Instructions for the task >> Find each line in the listing below that contains the word "carved" and reproduce those lines in full.

Given entries >>
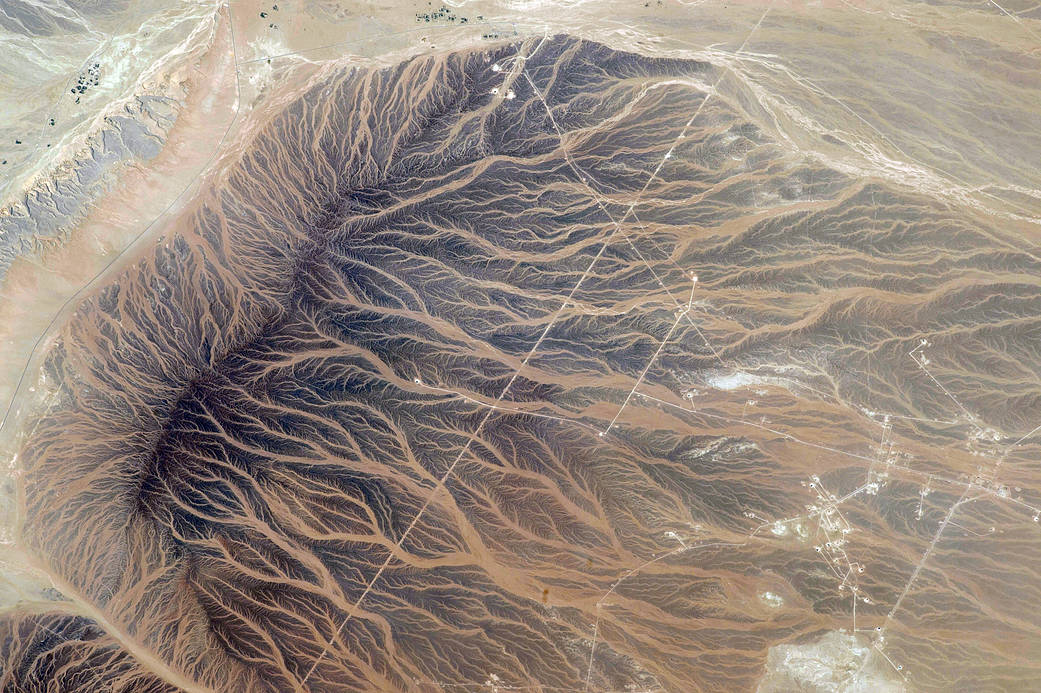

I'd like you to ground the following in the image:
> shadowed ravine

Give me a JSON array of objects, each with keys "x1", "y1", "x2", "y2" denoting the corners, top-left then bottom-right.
[{"x1": 6, "y1": 36, "x2": 1041, "y2": 693}]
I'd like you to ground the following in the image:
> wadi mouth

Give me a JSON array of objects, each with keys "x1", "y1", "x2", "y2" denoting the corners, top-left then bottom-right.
[{"x1": 0, "y1": 16, "x2": 1041, "y2": 692}]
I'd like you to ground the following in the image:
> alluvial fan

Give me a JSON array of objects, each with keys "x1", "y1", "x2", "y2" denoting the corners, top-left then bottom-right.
[{"x1": 2, "y1": 36, "x2": 1041, "y2": 692}]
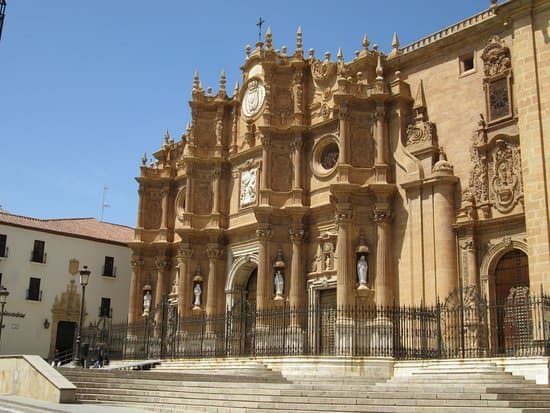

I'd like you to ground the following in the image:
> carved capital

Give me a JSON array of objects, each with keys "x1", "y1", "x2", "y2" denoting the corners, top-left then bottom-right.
[
  {"x1": 256, "y1": 226, "x2": 273, "y2": 242},
  {"x1": 206, "y1": 244, "x2": 223, "y2": 260},
  {"x1": 288, "y1": 226, "x2": 305, "y2": 243},
  {"x1": 371, "y1": 208, "x2": 391, "y2": 225}
]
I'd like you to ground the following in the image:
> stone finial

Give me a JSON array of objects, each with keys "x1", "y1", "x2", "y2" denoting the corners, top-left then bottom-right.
[
  {"x1": 296, "y1": 26, "x2": 302, "y2": 52},
  {"x1": 220, "y1": 69, "x2": 227, "y2": 92},
  {"x1": 413, "y1": 79, "x2": 426, "y2": 115},
  {"x1": 376, "y1": 53, "x2": 384, "y2": 81},
  {"x1": 391, "y1": 32, "x2": 399, "y2": 50},
  {"x1": 361, "y1": 33, "x2": 370, "y2": 51},
  {"x1": 432, "y1": 147, "x2": 454, "y2": 176},
  {"x1": 265, "y1": 27, "x2": 273, "y2": 50},
  {"x1": 193, "y1": 70, "x2": 201, "y2": 91}
]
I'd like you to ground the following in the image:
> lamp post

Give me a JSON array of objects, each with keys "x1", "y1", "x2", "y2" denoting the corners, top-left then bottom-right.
[
  {"x1": 0, "y1": 285, "x2": 10, "y2": 350},
  {"x1": 73, "y1": 265, "x2": 92, "y2": 366},
  {"x1": 142, "y1": 284, "x2": 153, "y2": 358}
]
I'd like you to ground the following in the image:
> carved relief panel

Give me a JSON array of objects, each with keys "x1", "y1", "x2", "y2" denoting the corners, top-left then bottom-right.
[
  {"x1": 481, "y1": 36, "x2": 513, "y2": 124},
  {"x1": 143, "y1": 191, "x2": 162, "y2": 229},
  {"x1": 271, "y1": 144, "x2": 293, "y2": 192},
  {"x1": 351, "y1": 111, "x2": 374, "y2": 168}
]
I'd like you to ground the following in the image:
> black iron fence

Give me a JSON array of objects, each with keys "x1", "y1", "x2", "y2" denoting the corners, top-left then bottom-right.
[{"x1": 83, "y1": 289, "x2": 550, "y2": 359}]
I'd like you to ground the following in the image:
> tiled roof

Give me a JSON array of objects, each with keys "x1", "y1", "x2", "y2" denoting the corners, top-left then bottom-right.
[{"x1": 0, "y1": 211, "x2": 134, "y2": 244}]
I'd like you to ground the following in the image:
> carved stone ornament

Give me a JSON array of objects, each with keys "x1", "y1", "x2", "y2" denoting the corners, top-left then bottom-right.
[
  {"x1": 239, "y1": 168, "x2": 258, "y2": 208},
  {"x1": 481, "y1": 36, "x2": 512, "y2": 77},
  {"x1": 311, "y1": 60, "x2": 336, "y2": 84},
  {"x1": 242, "y1": 79, "x2": 265, "y2": 117},
  {"x1": 489, "y1": 141, "x2": 523, "y2": 212},
  {"x1": 465, "y1": 134, "x2": 523, "y2": 213}
]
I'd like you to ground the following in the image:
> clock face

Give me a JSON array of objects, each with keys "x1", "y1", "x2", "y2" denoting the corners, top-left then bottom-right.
[{"x1": 242, "y1": 79, "x2": 265, "y2": 117}]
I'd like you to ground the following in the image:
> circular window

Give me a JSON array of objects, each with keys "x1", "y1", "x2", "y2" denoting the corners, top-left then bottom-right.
[
  {"x1": 320, "y1": 142, "x2": 340, "y2": 171},
  {"x1": 311, "y1": 135, "x2": 340, "y2": 177}
]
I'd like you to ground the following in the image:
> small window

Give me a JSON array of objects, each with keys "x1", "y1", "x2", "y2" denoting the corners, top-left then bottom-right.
[
  {"x1": 99, "y1": 297, "x2": 112, "y2": 318},
  {"x1": 31, "y1": 240, "x2": 46, "y2": 263},
  {"x1": 26, "y1": 277, "x2": 42, "y2": 301},
  {"x1": 0, "y1": 234, "x2": 8, "y2": 258},
  {"x1": 103, "y1": 257, "x2": 116, "y2": 277},
  {"x1": 459, "y1": 53, "x2": 475, "y2": 75}
]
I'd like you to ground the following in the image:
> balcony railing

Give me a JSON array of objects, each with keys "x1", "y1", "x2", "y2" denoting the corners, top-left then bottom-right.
[
  {"x1": 101, "y1": 265, "x2": 116, "y2": 277},
  {"x1": 31, "y1": 250, "x2": 48, "y2": 264},
  {"x1": 25, "y1": 289, "x2": 42, "y2": 301}
]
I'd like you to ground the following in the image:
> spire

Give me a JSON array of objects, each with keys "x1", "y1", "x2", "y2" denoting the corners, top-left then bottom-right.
[
  {"x1": 336, "y1": 47, "x2": 344, "y2": 63},
  {"x1": 391, "y1": 32, "x2": 399, "y2": 50},
  {"x1": 265, "y1": 26, "x2": 273, "y2": 50},
  {"x1": 296, "y1": 26, "x2": 302, "y2": 53},
  {"x1": 220, "y1": 69, "x2": 227, "y2": 93},
  {"x1": 193, "y1": 69, "x2": 200, "y2": 91},
  {"x1": 376, "y1": 53, "x2": 384, "y2": 82},
  {"x1": 413, "y1": 79, "x2": 426, "y2": 114},
  {"x1": 361, "y1": 33, "x2": 370, "y2": 51}
]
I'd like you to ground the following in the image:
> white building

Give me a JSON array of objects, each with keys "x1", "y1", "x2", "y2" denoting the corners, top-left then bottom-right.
[{"x1": 0, "y1": 211, "x2": 133, "y2": 358}]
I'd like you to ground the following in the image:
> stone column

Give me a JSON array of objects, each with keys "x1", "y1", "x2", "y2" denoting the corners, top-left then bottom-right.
[
  {"x1": 176, "y1": 243, "x2": 193, "y2": 317},
  {"x1": 372, "y1": 208, "x2": 393, "y2": 307},
  {"x1": 338, "y1": 102, "x2": 350, "y2": 165},
  {"x1": 336, "y1": 203, "x2": 355, "y2": 309},
  {"x1": 212, "y1": 167, "x2": 221, "y2": 214},
  {"x1": 153, "y1": 257, "x2": 168, "y2": 323},
  {"x1": 374, "y1": 103, "x2": 388, "y2": 165},
  {"x1": 205, "y1": 243, "x2": 222, "y2": 316},
  {"x1": 260, "y1": 135, "x2": 271, "y2": 205},
  {"x1": 137, "y1": 184, "x2": 145, "y2": 228},
  {"x1": 128, "y1": 255, "x2": 143, "y2": 324},
  {"x1": 160, "y1": 188, "x2": 169, "y2": 230},
  {"x1": 256, "y1": 224, "x2": 272, "y2": 311},
  {"x1": 460, "y1": 238, "x2": 479, "y2": 288},
  {"x1": 288, "y1": 225, "x2": 305, "y2": 309},
  {"x1": 433, "y1": 177, "x2": 458, "y2": 302}
]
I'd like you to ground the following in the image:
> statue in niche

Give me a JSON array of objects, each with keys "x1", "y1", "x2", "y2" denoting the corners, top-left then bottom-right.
[
  {"x1": 193, "y1": 283, "x2": 202, "y2": 308},
  {"x1": 273, "y1": 268, "x2": 285, "y2": 299},
  {"x1": 240, "y1": 168, "x2": 258, "y2": 207},
  {"x1": 357, "y1": 255, "x2": 369, "y2": 286}
]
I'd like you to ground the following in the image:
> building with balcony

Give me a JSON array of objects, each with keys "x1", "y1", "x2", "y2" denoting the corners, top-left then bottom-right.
[{"x1": 0, "y1": 211, "x2": 133, "y2": 358}]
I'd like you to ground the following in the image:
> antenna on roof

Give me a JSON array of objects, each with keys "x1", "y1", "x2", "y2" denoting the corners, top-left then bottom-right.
[{"x1": 101, "y1": 185, "x2": 111, "y2": 222}]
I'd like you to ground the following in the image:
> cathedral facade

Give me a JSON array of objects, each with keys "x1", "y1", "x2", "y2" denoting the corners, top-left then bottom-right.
[{"x1": 128, "y1": 0, "x2": 550, "y2": 354}]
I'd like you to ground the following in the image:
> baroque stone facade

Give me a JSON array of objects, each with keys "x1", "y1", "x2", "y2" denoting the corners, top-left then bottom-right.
[{"x1": 128, "y1": 0, "x2": 550, "y2": 330}]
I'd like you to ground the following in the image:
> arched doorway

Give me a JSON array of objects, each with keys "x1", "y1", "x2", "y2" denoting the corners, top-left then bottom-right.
[{"x1": 495, "y1": 249, "x2": 532, "y2": 354}]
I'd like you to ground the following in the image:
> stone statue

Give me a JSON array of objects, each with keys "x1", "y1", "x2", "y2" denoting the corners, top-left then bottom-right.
[
  {"x1": 143, "y1": 290, "x2": 153, "y2": 315},
  {"x1": 274, "y1": 269, "x2": 285, "y2": 297},
  {"x1": 193, "y1": 283, "x2": 202, "y2": 307},
  {"x1": 357, "y1": 255, "x2": 369, "y2": 285}
]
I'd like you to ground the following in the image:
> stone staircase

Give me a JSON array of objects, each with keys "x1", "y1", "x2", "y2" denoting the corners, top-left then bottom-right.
[{"x1": 60, "y1": 360, "x2": 550, "y2": 413}]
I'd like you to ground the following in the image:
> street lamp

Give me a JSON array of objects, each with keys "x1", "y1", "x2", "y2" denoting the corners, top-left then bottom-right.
[
  {"x1": 73, "y1": 265, "x2": 92, "y2": 366},
  {"x1": 0, "y1": 285, "x2": 10, "y2": 352}
]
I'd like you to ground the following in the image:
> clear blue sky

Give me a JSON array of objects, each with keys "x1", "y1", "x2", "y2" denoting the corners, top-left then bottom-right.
[{"x1": 0, "y1": 0, "x2": 489, "y2": 226}]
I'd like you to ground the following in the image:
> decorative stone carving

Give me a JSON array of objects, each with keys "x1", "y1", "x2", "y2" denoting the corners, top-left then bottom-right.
[
  {"x1": 489, "y1": 140, "x2": 523, "y2": 212},
  {"x1": 311, "y1": 59, "x2": 336, "y2": 85},
  {"x1": 242, "y1": 79, "x2": 265, "y2": 117},
  {"x1": 239, "y1": 168, "x2": 258, "y2": 208},
  {"x1": 481, "y1": 36, "x2": 513, "y2": 123}
]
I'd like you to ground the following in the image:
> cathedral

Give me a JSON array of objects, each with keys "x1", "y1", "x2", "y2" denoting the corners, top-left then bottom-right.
[{"x1": 124, "y1": 0, "x2": 550, "y2": 356}]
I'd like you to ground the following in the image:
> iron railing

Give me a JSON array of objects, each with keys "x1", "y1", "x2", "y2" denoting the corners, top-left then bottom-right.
[{"x1": 83, "y1": 293, "x2": 550, "y2": 359}]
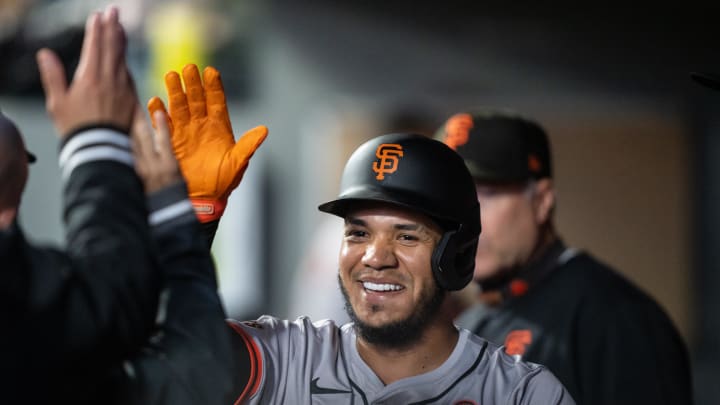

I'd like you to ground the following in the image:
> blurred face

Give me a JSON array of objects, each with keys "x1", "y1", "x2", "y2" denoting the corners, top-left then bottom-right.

Solution to the problem >>
> carved capital
> carved relief panel
> carved stone ornament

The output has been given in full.